# Aim of the exercise
Could you print the records verbatim from the line containing "on the brain" through the line containing "124, 23, 282, 240", including both of those lines?

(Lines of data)
○ ○ ○ ○

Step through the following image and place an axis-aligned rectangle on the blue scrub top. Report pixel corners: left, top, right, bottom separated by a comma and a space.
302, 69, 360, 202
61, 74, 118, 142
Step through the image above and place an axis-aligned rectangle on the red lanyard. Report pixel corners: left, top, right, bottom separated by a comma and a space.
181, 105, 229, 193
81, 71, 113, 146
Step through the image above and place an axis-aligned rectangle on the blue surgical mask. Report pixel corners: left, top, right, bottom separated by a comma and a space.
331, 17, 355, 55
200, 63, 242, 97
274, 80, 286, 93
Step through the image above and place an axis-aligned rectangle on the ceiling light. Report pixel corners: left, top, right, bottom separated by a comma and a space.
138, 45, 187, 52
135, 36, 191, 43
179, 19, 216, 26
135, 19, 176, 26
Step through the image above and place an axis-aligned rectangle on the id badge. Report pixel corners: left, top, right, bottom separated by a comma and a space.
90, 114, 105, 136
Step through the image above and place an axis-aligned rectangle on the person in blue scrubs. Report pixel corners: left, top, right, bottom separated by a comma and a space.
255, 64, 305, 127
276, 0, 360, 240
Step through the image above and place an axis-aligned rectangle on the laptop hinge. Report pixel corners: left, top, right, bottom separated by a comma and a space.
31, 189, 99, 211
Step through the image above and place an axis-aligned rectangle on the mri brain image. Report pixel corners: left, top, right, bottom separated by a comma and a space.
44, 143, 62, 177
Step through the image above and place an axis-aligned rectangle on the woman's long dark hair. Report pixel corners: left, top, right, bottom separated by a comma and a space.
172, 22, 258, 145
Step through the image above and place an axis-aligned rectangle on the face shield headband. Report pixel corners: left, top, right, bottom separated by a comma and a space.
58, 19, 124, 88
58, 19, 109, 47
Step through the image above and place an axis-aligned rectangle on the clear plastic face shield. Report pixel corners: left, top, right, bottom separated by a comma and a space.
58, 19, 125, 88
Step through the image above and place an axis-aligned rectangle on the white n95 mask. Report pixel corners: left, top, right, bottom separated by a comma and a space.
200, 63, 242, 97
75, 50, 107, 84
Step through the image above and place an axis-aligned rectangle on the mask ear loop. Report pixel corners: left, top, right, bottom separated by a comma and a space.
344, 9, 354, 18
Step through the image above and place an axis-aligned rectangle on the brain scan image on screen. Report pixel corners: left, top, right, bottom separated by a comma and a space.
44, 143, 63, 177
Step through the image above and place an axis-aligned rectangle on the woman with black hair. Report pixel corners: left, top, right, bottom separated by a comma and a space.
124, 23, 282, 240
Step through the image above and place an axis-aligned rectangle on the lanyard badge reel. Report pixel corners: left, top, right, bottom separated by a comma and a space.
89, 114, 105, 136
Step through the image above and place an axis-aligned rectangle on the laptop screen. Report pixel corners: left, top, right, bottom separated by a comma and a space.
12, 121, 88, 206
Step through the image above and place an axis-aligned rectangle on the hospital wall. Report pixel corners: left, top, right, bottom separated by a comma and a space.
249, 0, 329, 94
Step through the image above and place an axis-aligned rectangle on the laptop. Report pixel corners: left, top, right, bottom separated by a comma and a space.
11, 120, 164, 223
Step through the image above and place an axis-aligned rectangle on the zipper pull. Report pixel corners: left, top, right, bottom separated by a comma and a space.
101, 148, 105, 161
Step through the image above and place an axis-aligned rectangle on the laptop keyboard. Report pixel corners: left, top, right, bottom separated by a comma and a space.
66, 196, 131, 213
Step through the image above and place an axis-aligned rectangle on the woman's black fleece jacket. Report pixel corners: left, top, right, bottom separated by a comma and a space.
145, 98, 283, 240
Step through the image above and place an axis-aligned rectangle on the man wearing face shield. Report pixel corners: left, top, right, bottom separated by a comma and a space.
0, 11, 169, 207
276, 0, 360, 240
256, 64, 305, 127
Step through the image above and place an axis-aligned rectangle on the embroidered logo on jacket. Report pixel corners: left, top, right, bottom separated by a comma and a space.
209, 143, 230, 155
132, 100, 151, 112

○ ○ ○ ○

# Written solution
Step through the image above and place an axis-aligned rectangle on the brain scan image on screen. Report pixel corners: left, top, right, bottom separated by a comma and a space.
44, 143, 63, 177
Step through the image above and place an axis-aligned rectangle on the woman with black hair. Report pixel corners: left, top, right, bottom separated by a comma and a space.
124, 23, 282, 240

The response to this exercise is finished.